### PROBLEM TO SOLVE
Revise the lines starting at the one containing "Target: flatbed trailer" and ending at the one containing "x=754 y=167", replacing "Target" with "Label" and leaving everything else unchanged.
━━━ DATA RECORDS ━━━
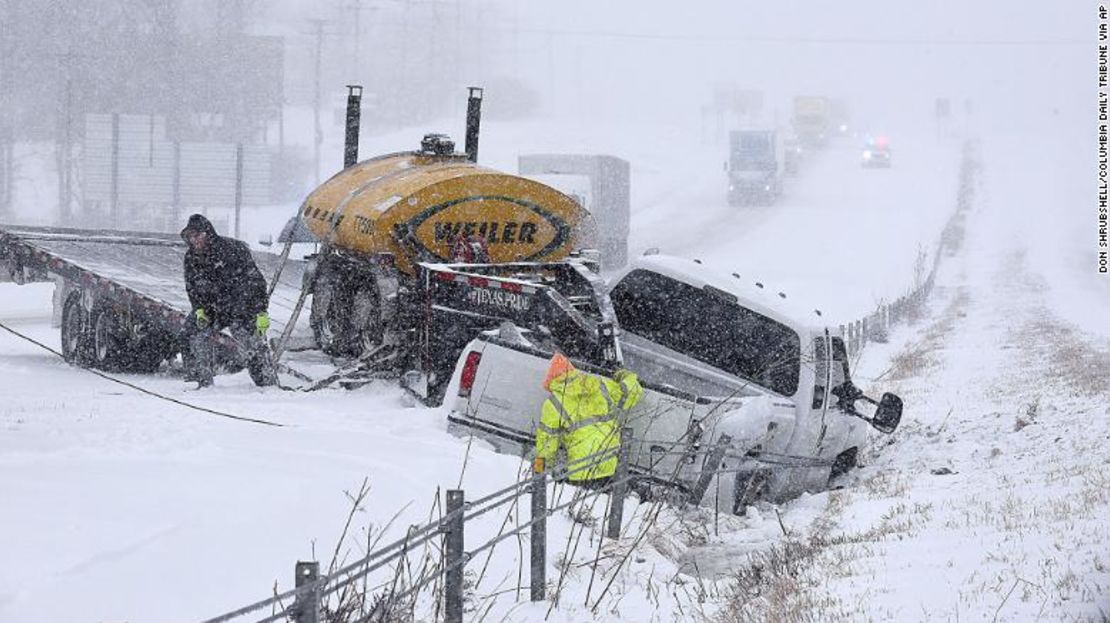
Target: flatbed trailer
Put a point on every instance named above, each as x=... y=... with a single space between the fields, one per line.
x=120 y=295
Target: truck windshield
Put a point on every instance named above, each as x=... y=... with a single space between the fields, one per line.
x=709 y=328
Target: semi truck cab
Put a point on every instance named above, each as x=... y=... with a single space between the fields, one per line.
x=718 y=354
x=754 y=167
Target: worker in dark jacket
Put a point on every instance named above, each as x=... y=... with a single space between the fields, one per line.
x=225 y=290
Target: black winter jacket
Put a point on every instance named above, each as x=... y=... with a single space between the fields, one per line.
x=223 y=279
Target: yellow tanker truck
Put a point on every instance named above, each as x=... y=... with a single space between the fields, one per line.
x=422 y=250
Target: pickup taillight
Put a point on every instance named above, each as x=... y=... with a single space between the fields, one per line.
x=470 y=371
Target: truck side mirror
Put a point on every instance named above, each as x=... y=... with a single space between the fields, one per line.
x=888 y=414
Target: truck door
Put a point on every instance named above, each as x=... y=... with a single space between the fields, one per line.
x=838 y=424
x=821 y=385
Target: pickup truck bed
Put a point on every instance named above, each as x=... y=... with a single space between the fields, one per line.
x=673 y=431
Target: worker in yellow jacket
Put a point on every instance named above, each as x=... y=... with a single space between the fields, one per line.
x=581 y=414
━━━
━━━ DATA RECORDS ━━━
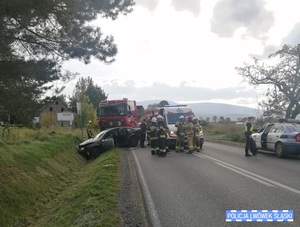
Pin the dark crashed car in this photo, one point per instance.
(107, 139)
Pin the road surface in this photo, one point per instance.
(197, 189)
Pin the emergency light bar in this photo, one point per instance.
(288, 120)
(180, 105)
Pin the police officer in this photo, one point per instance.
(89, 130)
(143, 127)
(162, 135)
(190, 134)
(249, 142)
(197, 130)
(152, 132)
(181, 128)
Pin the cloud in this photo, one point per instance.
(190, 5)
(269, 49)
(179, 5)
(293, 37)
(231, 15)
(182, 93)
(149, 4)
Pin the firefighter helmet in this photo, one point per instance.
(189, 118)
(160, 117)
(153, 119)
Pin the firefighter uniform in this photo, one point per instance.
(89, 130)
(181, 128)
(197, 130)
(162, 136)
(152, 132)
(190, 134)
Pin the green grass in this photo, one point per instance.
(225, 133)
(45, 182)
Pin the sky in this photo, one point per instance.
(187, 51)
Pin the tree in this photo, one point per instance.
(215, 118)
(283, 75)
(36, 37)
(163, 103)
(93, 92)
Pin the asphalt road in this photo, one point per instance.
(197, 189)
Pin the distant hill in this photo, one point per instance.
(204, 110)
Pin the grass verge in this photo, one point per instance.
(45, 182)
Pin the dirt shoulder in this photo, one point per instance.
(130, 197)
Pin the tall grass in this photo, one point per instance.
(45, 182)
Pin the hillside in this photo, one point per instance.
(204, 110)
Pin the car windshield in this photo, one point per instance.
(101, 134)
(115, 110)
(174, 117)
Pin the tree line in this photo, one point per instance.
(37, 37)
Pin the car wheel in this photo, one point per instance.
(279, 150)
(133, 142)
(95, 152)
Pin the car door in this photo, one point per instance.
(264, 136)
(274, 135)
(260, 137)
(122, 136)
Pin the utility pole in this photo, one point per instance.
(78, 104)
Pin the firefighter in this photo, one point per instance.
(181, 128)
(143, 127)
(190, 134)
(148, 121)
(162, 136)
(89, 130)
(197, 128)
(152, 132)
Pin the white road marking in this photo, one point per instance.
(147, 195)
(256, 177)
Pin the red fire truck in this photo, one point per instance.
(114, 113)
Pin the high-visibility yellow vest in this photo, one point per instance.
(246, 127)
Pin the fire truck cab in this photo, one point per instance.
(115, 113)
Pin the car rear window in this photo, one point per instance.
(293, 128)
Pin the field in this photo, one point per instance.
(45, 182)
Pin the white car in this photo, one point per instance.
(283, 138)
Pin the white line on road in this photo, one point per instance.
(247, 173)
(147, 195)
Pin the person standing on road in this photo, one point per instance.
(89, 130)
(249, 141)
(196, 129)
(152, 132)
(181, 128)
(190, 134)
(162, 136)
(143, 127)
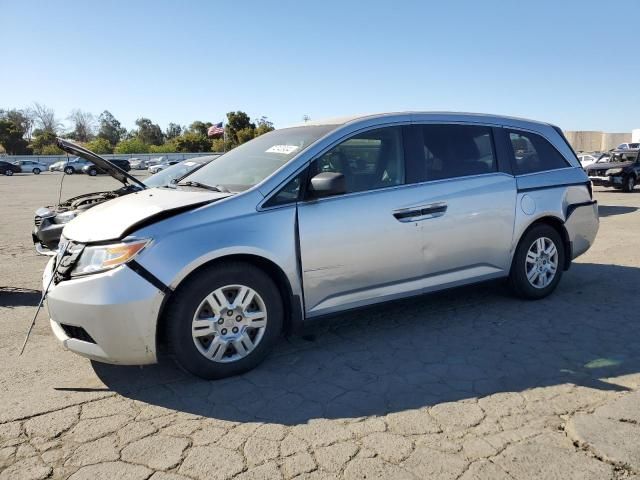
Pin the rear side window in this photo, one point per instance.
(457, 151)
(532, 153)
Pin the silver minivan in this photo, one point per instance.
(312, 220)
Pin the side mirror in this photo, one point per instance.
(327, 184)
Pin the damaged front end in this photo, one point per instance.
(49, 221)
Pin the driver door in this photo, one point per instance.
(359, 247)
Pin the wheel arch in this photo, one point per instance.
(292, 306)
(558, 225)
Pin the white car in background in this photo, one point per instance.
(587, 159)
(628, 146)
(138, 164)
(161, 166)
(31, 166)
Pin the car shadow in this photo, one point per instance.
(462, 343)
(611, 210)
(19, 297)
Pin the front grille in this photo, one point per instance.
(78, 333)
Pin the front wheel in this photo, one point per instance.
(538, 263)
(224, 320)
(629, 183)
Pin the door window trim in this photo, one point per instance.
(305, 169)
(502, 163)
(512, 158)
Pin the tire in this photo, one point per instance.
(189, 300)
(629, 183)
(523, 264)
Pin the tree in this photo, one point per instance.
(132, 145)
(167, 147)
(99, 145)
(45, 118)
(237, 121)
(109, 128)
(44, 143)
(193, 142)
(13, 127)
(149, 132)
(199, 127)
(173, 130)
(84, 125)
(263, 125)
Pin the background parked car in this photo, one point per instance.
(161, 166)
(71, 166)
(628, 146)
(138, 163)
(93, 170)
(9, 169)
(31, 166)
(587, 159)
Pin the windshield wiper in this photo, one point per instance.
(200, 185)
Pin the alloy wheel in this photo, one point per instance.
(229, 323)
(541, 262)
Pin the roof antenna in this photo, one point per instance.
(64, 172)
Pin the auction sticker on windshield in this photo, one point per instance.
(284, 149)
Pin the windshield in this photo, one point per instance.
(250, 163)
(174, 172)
━━━
### RESPONSE TO THE TASK
Label: flatbed trailer
Put a point on every instance named above, each as x=... y=... with a single space between the fields, one per line.
x=120 y=295
Label: truck windshield
Put a point on every instance named above, each as x=... y=... with a single space between the fields, one per line.
x=709 y=328
Label: semi truck cab
Put a point on every instance named above, each as x=... y=... with a single space between the fields, one per line.
x=718 y=354
x=754 y=167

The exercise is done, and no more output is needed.